Stored data
------------

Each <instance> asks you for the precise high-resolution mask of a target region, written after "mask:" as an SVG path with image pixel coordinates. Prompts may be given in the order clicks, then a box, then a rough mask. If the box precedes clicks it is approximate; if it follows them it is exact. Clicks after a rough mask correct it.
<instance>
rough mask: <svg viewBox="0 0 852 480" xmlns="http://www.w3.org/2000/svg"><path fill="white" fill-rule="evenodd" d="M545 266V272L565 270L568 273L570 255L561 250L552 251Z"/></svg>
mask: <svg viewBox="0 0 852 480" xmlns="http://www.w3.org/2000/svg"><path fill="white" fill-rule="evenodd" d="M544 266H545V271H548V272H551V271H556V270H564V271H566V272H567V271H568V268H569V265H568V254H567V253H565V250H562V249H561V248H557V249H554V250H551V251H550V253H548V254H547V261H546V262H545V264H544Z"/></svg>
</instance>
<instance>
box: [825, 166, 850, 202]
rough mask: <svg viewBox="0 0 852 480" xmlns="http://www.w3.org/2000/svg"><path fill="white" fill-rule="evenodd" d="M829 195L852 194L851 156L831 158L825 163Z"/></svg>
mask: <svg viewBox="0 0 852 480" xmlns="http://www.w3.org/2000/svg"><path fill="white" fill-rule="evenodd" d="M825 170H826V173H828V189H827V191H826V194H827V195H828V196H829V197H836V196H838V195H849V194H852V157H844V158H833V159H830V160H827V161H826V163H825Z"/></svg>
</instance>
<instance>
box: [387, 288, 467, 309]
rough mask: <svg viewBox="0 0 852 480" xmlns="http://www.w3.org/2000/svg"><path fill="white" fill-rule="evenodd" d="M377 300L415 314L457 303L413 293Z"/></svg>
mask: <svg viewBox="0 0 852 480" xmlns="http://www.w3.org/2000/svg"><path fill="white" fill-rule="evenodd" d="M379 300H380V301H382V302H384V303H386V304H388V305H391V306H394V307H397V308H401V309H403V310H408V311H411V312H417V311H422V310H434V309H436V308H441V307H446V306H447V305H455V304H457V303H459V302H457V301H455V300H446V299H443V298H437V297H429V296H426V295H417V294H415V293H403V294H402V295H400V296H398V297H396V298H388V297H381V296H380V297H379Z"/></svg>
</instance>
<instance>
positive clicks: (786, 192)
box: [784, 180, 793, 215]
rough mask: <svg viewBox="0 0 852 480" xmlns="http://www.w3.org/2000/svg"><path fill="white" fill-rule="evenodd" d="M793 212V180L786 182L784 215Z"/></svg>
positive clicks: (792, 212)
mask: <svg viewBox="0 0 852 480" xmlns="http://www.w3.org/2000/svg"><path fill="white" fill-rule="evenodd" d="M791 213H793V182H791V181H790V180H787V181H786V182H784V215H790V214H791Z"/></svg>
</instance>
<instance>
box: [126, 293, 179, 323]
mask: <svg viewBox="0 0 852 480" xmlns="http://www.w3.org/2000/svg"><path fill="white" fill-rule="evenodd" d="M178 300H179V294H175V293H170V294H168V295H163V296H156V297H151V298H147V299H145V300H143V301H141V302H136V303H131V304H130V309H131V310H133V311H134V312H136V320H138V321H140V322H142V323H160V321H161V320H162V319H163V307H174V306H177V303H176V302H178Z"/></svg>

------------

• _EXERCISE GOAL_
Take the data above and reproduce it exactly.

• _WRITTEN ANSWER_
Each <instance> asks you for the precise high-resolution mask of a target region, written after "mask:" as an SVG path with image pixel coordinates. Prompts may be given in the order clicks, then a box, then a rough mask. If the box precedes clicks it is approximate; if it follows them it is exact. Clicks after a rough mask correct it.
<instance>
rough mask: <svg viewBox="0 0 852 480" xmlns="http://www.w3.org/2000/svg"><path fill="white" fill-rule="evenodd" d="M545 266V272L565 270L568 273L570 255L561 250L552 251Z"/></svg>
mask: <svg viewBox="0 0 852 480" xmlns="http://www.w3.org/2000/svg"><path fill="white" fill-rule="evenodd" d="M544 266H545V271H548V272H551V271H556V270H564V271H566V272H567V271H568V268H569V265H568V254H567V253H565V250H562V249H561V248H557V249H554V250H551V251H550V253H548V254H547V261H546V262H545V264H544Z"/></svg>
</instance>
<instance>
box: [825, 166, 850, 202]
rough mask: <svg viewBox="0 0 852 480" xmlns="http://www.w3.org/2000/svg"><path fill="white" fill-rule="evenodd" d="M829 195L852 194L851 156L831 158L825 163Z"/></svg>
mask: <svg viewBox="0 0 852 480" xmlns="http://www.w3.org/2000/svg"><path fill="white" fill-rule="evenodd" d="M825 170H826V173H828V189H827V191H826V194H827V195H828V196H829V197H836V196H838V195H849V194H852V157H844V158H833V159H830V160H827V161H826V163H825Z"/></svg>
</instance>
<instance>
box: [387, 288, 467, 309]
rough mask: <svg viewBox="0 0 852 480" xmlns="http://www.w3.org/2000/svg"><path fill="white" fill-rule="evenodd" d="M377 300L415 314L457 303L413 293Z"/></svg>
mask: <svg viewBox="0 0 852 480" xmlns="http://www.w3.org/2000/svg"><path fill="white" fill-rule="evenodd" d="M379 300H380V301H382V302H384V303H386V304H388V305H391V306H394V307H397V308H401V309H403V310H408V311H411V312H417V311H422V310H434V309H436V308H441V307H446V306H447V305H455V304H457V303H459V302H457V301H455V300H446V299H443V298H437V297H429V296H426V295H417V294H415V293H403V294H402V295H400V296H398V297H396V298H388V297H381V296H380V297H379Z"/></svg>
</instance>
<instance>
positive clicks: (786, 192)
box: [784, 180, 793, 215]
rough mask: <svg viewBox="0 0 852 480" xmlns="http://www.w3.org/2000/svg"><path fill="white" fill-rule="evenodd" d="M793 212V180L786 182L784 215Z"/></svg>
positive clicks: (792, 212)
mask: <svg viewBox="0 0 852 480" xmlns="http://www.w3.org/2000/svg"><path fill="white" fill-rule="evenodd" d="M791 213H793V182H791V181H790V180H787V181H786V182H784V215H790V214H791Z"/></svg>
</instance>
<instance>
box: [126, 293, 179, 323]
mask: <svg viewBox="0 0 852 480" xmlns="http://www.w3.org/2000/svg"><path fill="white" fill-rule="evenodd" d="M178 300H179V294H175V293H170V294H168V295H163V296H156V297H151V298H147V299H145V300H143V301H141V302H136V303H131V304H130V309H131V310H133V311H134V312H136V320H138V321H140V322H142V323H160V321H161V320H162V319H163V307H174V306H177V303H176V302H178Z"/></svg>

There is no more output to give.